__SOURCE__:
────────────────────
How magic are the magic numbers?: Tracking single-particle levels in sodium-26: The standard shell model explains tightly bound nuclei in terms of magic numbers associated with large energy gaps between quantum mechanical single-particle levels. These magic numbers are well understood in nearly stable nuclei, but the magic numbers change in nuclei with a large neutron excess. As published in Physics Letters B (2014), a TIGRESS-SHARC experiment measured reactions of radioactive sodium-25 (25Na) beams on targets containing deuterium (one proton, one neutron). In particular, reactions where one neutron was taken out of the deuterium, measured the single-particle wave function composition of 26Na. The results showed that the neutron single-particle levels are already starting to be squeezed together by a complicated feature of the neutron-proton interaction, an effect which ultimately leads to the breakdown of the neutron magic number 20 in the so-called “island of inversion” around magnesium-32 (32Mg).
────────────────────
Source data
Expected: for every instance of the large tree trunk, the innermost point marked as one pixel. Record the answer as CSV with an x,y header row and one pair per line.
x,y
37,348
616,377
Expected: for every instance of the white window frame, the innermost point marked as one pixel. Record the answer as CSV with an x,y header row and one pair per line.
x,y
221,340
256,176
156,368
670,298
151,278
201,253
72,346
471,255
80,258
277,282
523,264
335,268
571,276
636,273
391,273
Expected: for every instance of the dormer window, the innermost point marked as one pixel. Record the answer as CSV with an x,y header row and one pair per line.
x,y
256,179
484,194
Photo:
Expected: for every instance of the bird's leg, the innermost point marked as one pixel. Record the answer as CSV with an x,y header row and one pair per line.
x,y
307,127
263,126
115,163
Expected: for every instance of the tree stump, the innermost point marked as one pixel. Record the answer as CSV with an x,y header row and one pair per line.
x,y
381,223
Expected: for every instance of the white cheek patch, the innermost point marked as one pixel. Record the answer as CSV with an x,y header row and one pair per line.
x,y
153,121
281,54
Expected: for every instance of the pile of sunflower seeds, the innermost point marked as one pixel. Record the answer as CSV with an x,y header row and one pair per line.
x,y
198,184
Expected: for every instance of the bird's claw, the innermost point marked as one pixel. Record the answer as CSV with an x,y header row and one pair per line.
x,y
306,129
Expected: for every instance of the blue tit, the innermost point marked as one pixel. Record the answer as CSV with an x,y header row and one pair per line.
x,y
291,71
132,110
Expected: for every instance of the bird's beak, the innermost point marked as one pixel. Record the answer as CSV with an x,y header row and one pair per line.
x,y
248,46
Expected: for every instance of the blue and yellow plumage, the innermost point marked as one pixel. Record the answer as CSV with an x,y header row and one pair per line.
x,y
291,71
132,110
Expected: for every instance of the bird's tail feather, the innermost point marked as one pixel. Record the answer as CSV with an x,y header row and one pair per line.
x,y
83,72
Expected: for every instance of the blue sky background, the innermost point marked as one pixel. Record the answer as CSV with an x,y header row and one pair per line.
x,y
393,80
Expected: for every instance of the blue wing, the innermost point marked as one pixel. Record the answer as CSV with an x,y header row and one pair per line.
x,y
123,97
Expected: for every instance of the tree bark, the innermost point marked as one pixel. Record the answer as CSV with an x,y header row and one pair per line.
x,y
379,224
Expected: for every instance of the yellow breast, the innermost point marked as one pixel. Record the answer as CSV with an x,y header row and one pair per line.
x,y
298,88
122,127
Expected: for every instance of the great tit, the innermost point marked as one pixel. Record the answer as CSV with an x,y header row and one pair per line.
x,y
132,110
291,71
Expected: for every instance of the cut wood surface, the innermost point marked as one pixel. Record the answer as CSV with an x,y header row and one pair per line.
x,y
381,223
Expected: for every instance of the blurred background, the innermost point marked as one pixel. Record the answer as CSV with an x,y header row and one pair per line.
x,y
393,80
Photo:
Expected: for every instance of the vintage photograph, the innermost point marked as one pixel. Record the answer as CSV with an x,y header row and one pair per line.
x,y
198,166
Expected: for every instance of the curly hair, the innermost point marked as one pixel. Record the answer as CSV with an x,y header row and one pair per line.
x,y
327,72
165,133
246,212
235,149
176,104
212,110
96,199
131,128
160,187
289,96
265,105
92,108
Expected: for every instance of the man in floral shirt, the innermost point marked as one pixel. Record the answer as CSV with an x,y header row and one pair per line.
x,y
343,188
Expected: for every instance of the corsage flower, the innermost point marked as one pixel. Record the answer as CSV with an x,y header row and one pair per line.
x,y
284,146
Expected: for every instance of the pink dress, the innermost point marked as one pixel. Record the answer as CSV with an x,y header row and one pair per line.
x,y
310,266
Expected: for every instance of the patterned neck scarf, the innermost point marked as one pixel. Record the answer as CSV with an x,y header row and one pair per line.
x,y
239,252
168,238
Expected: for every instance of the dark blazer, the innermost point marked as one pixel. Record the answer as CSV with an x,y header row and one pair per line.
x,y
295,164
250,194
────────────────────
__AIM OF THE TASK__:
Continue the passage on magic numbers and single-particle levels in sodium-26, picking up after its final sentence.

__OUTPUT__:
TIGRESS Research Track Record: Testing modern nuclear structure theories

Testing modern nuclear structure theories: As published in Physics Letters B (2018), the most recent TIGRESS result measured the gamma-ray excitation transition rate in magnesium-22 (22Mg) and its mirror sodium-22 (22Ne). Mirror nuclei are pairs of nuclei where there are as many protons in one as neutrons in the other and vice versa. Based on “isospin symmetry”, the relative transition rates in mirror pairs ought to be well understood. However, in selected nuclei around atomic mass 21 to 24, there appears to be a much higher transition rate in the proton-rich pair compared to the neutron-rich mirror partner. This discrepancy cannot be explained within the phenomenological shell model, the standard model for nuclear structure, but for gamma-ray transition rates, it invokes an empirical “effective charge” parameter.  The 22Mg experiment was two-fold:  1) measure the transition rate in 22Mg with high enough precision to determine if the anomalous proton-rich transition rate was an anomaly in selected nuclei or a trend across the whole mass region; and, 2) compare results to modern calculations that do not use effective charges but that calculate transition rates from first principles. The results clearly showed that, indeed, 22Mg’s transition rate is anomalously high compared to 22Ne, and furthermore, the first principles also were also unable to reproduce it.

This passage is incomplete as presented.